## [Rows from a pointing dataset]
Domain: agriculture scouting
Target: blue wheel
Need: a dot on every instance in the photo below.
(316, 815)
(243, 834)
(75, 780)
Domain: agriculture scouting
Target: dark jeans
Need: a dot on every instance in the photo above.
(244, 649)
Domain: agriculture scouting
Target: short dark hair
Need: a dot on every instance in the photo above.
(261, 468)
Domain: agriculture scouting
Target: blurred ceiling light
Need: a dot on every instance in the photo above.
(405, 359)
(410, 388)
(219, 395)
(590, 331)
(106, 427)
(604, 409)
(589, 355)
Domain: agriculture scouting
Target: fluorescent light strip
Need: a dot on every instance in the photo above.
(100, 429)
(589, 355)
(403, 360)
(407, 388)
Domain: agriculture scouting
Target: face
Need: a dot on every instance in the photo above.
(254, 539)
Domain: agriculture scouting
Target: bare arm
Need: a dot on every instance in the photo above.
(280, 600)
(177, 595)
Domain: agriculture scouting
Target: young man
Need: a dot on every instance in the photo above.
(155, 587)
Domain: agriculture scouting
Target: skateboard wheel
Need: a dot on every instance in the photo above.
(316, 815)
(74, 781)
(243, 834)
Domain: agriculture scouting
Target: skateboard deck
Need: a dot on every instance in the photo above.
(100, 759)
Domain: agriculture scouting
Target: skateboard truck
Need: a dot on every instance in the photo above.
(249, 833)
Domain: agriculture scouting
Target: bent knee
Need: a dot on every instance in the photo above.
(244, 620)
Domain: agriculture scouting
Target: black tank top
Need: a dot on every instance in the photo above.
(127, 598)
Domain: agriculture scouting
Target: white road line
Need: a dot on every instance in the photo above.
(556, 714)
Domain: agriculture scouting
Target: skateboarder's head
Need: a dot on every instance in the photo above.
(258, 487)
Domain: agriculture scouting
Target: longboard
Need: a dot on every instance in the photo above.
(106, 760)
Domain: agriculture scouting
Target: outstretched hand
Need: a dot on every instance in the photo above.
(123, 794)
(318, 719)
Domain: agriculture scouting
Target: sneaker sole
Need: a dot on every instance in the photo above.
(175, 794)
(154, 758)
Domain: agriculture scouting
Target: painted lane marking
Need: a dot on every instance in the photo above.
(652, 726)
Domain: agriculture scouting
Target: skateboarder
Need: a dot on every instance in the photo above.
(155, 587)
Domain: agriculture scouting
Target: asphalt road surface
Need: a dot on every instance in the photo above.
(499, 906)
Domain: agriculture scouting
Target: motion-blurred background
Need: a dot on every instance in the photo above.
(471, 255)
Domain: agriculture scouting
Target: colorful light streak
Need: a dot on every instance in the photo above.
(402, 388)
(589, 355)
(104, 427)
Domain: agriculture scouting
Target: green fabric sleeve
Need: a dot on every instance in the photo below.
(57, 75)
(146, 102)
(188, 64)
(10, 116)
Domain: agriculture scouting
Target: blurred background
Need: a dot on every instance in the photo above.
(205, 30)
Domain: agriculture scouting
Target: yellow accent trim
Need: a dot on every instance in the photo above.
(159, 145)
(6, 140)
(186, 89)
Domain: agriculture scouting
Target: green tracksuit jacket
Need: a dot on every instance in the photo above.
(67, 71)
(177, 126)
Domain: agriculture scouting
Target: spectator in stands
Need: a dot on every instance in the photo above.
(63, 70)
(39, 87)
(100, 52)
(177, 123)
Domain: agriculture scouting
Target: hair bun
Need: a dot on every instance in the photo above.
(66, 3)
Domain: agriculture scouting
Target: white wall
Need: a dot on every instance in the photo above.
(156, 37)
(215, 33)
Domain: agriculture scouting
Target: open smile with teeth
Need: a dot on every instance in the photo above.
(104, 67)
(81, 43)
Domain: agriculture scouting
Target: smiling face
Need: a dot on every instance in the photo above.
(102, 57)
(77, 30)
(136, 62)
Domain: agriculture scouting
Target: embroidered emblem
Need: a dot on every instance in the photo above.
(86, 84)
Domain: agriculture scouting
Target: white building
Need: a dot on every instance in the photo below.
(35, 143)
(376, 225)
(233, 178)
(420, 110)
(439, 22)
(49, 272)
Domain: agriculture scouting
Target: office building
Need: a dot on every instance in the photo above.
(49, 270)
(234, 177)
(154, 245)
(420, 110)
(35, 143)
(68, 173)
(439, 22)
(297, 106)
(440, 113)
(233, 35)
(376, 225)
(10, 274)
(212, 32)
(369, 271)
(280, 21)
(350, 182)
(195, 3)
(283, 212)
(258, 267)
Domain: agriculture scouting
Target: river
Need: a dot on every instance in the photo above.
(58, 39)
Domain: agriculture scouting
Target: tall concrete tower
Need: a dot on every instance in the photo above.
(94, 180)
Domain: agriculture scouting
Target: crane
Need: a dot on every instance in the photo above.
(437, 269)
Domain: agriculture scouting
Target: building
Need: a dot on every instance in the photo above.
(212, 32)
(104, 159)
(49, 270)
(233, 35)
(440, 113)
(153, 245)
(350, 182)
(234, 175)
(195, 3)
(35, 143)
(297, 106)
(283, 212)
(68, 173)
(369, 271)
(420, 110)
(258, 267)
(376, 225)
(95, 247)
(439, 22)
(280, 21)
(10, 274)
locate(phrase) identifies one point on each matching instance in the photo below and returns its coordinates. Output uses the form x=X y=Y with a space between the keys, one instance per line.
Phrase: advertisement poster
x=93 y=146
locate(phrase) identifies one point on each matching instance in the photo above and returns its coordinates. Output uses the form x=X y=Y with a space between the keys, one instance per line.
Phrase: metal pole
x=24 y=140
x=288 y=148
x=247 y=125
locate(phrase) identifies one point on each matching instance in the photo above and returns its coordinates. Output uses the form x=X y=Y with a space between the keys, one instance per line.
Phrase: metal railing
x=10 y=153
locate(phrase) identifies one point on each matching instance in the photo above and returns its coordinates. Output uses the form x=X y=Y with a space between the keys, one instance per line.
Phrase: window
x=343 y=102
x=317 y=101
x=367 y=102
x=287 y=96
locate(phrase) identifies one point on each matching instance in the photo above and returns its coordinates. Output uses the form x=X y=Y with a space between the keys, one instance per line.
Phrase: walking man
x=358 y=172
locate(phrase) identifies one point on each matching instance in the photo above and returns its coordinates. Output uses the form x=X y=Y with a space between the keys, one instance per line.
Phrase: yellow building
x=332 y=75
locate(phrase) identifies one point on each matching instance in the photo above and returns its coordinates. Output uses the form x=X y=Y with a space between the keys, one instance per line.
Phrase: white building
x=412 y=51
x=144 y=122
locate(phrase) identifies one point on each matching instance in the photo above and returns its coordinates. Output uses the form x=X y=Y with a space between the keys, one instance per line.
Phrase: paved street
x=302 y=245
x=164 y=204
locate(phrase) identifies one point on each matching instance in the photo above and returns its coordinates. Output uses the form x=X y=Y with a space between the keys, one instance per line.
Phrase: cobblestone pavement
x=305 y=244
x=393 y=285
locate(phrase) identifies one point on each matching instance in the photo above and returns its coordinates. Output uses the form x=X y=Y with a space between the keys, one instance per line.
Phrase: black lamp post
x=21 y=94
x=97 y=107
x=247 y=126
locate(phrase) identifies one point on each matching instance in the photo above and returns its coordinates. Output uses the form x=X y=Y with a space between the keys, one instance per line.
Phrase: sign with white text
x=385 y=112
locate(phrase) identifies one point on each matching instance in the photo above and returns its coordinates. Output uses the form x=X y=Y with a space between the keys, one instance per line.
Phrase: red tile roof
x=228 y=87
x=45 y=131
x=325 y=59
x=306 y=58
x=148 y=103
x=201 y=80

## [AIM]
Give the data again, exactly as it stands.

## [TASK RESPONSE]
Domain: agriculture scouting
Target: blue wheel
Need: a dot on every instance in the photo below.
(316, 815)
(243, 834)
(75, 780)
Domain: agriculture scouting
Target: dark jeans
Need: a dot on every instance in the photo above.
(244, 649)
Domain: agriculture scouting
Target: short dark hair
Need: a dot on every instance in the photo above.
(261, 468)
Domain: agriculture scouting
Target: blurred ceiling light
Need: a dot on every instance in the photo above.
(405, 359)
(410, 388)
(219, 395)
(590, 331)
(106, 427)
(604, 409)
(589, 355)
Domain: agriculture scouting
Target: fluorescent light strip
Need: a dot on every instance in the photo above.
(100, 429)
(589, 355)
(403, 360)
(407, 388)
Domain: agriculture scouting
Target: face
Need: a dot on every instance in the photo above.
(254, 539)
Domain: agriculture scouting
Target: bare arm
Need: a dot on every instance in the photo above.
(280, 600)
(177, 595)
Domain: agriculture scouting
Target: young man
Need: a dot on every instance in the photo above.
(155, 587)
Domain: agriculture scouting
Target: skateboard wheel
Need: a dot on every instance in the photo above.
(316, 815)
(74, 781)
(243, 834)
Domain: agriculture scouting
Target: skateboard deck
Need: a dot on every instance in the photo above.
(100, 759)
Domain: agriculture scouting
Target: skateboard truck
Need: a dot on every instance in the photo above.
(249, 833)
Domain: agriculture scouting
Target: bent knee
Need: a dot on every instance in the photo above.
(244, 620)
Domain: agriculture scouting
Target: black tank top
Need: a dot on every instance in the photo above.
(127, 598)
Domain: agriculture scouting
Target: white road line
Need: a dot on every instance in the photo above.
(556, 714)
Domain: agriculture scouting
Target: skateboarder's head
Need: a dot on every instance in the photo above.
(258, 487)
Domain: agriculture scouting
Target: longboard
Need: a dot on every instance in the photo above.
(106, 760)
Domain: agriculture scouting
Target: outstretched hand
Need: a dot on every instance in the photo above.
(123, 794)
(318, 719)
Domain: agriculture scouting
Target: sneaker sole
Need: a dot on every instance in the photo above.
(175, 794)
(154, 758)
Domain: agriculture scouting
Target: painted lane marking
Need: a dot on every instance in the photo above.
(652, 726)
Domain: agriculture scouting
Target: skateboarder
Need: a dot on every instance in the photo above.
(155, 587)
Domain: agriculture scouting
Target: asphalt road surface
Need: a dot on every instance in the photo above.
(499, 906)
Domain: agriculture scouting
Target: motion-blurred background
Need: a dot on every instance in the photo above.
(471, 255)
Domain: agriculture scouting
Target: colorful light streak
Need: a dot on every instance in the photo above.
(402, 388)
(589, 355)
(104, 427)
Domain: agriculture scouting
Target: green fabric sleeve
Need: a dot on every instance in the photo below.
(57, 75)
(146, 102)
(188, 64)
(10, 116)
Domain: agriculture scouting
Target: blurred background
Need: a dot on every instance in the photo above.
(205, 30)
Domain: agriculture scouting
Target: yellow accent trim
Need: a dot on every instance in the photo above.
(159, 145)
(6, 140)
(186, 89)
Domain: agriculture scouting
Target: green tracksuit jacket
Need: a dot on every instance in the photo above.
(67, 71)
(177, 126)
Domain: agriculture scouting
Target: spectator in stands
Need: a dot on every instance in the photo above.
(63, 70)
(39, 87)
(100, 52)
(177, 123)
Domain: agriculture scouting
Target: hair bun
Need: a dot on every instance in the photo above.
(66, 3)
Domain: agriculture scouting
Target: white wall
Need: a dot on every instance in the photo above.
(156, 37)
(215, 33)
Domain: agriculture scouting
Target: open smile with teeth
Need: a dot on every instance in the photo above.
(104, 67)
(81, 43)
Domain: agriculture scouting
Target: smiling face
Need: a dot on every instance in the photo above.
(102, 57)
(77, 30)
(136, 62)
Domain: agriculture scouting
Target: embroidered emblem
Need: a dot on every instance in the photo above.
(86, 84)
Domain: agriculture scouting
Target: white building
Need: a dot on every instance in the photo below.
(35, 143)
(376, 225)
(233, 178)
(420, 110)
(439, 22)
(49, 272)
Domain: agriculture scouting
Target: office building
Need: a dot on every instance in the photo above.
(49, 270)
(234, 177)
(154, 245)
(420, 110)
(35, 143)
(68, 173)
(439, 22)
(297, 106)
(440, 113)
(233, 35)
(376, 225)
(10, 274)
(212, 32)
(369, 271)
(280, 21)
(350, 182)
(195, 3)
(283, 212)
(258, 267)
Domain: agriculture scouting
Target: river
Need: a dot on every instance in the photo above.
(58, 39)
Domain: agriculture scouting
Target: tall concrete tower
Need: a dot on every instance in the photo above.
(94, 180)
Domain: agriculture scouting
Target: crane
Need: a dot on every instance in the photo above.
(437, 269)
Domain: agriculture scouting
Target: building
Need: a dot on every instance in the photo above.
(212, 32)
(104, 159)
(49, 270)
(233, 35)
(440, 113)
(153, 245)
(350, 182)
(234, 175)
(195, 3)
(35, 143)
(297, 106)
(283, 212)
(68, 173)
(369, 271)
(420, 110)
(258, 267)
(376, 225)
(95, 247)
(439, 22)
(280, 21)
(10, 274)
locate(phrase) identifies one point on each matching instance in the photo below and returns its coordinates. Output uses the form x=X y=Y with a space between the keys, one instance per line.
Phrase: advertisement poster
x=93 y=146
locate(phrase) identifies one point on each matching instance in the photo above and returns its coordinates. Output uses the form x=X y=Y with a space between the keys, one instance per line.
Phrase: metal pole
x=24 y=140
x=288 y=148
x=247 y=125
locate(phrase) identifies one point on each matching instance in the photo above and returns its coordinates. Output uses the form x=X y=Y with a space between the keys, one instance per line.
Phrase: metal railing
x=10 y=153
locate(phrase) identifies one point on each matching instance in the photo above and returns its coordinates. Output uses the form x=X y=Y with a space between the keys, one instance per line.
Phrase: window
x=343 y=102
x=317 y=101
x=367 y=102
x=287 y=96
locate(phrase) identifies one point on each matching instance in the photo above and returns its coordinates. Output uses the form x=X y=Y with a space between the keys, one instance per line.
Phrase: walking man
x=358 y=172
locate(phrase) identifies one point on each matching instance in the photo above and returns its coordinates. Output uses the form x=X y=Y with a space between the keys, one instance per line.
Phrase: yellow building
x=332 y=75
locate(phrase) identifies one point on each matching instance in the photo above and returns its coordinates. Output uses the form x=X y=Y with a space between the keys, one instance per line.
Phrase: white building
x=412 y=51
x=144 y=122
locate(phrase) identifies one point on each matching instance in the photo above and returns its coordinates. Output uses the form x=X y=Y with a space between the keys, one instance per line.
Phrase: paved street
x=302 y=245
x=164 y=204
locate(phrase) identifies one point on each matching instance in the photo above and returns its coordinates. Output uses the form x=X y=Y with a space between the keys, one instance per line.
Phrase: cobblestone pavement
x=305 y=244
x=393 y=285
locate(phrase) identifies one point on each matching instance in the photo above and returns its coordinates. Output uses the form x=X y=Y with a space between the keys, one instance per line.
Phrase: black lamp post
x=21 y=94
x=97 y=107
x=247 y=126
locate(phrase) identifies one point on each matching instance in the photo above and returns its coordinates. Output uses the form x=X y=Y with a space between the keys, one instance per line.
Phrase: sign with white text
x=385 y=112
locate(phrase) identifies one point on each matching instance in the photo above and returns its coordinates. Output uses the form x=X y=Y with a space between the keys, one instance per line.
Phrase: red tile roof
x=228 y=87
x=45 y=131
x=325 y=59
x=306 y=58
x=148 y=103
x=201 y=80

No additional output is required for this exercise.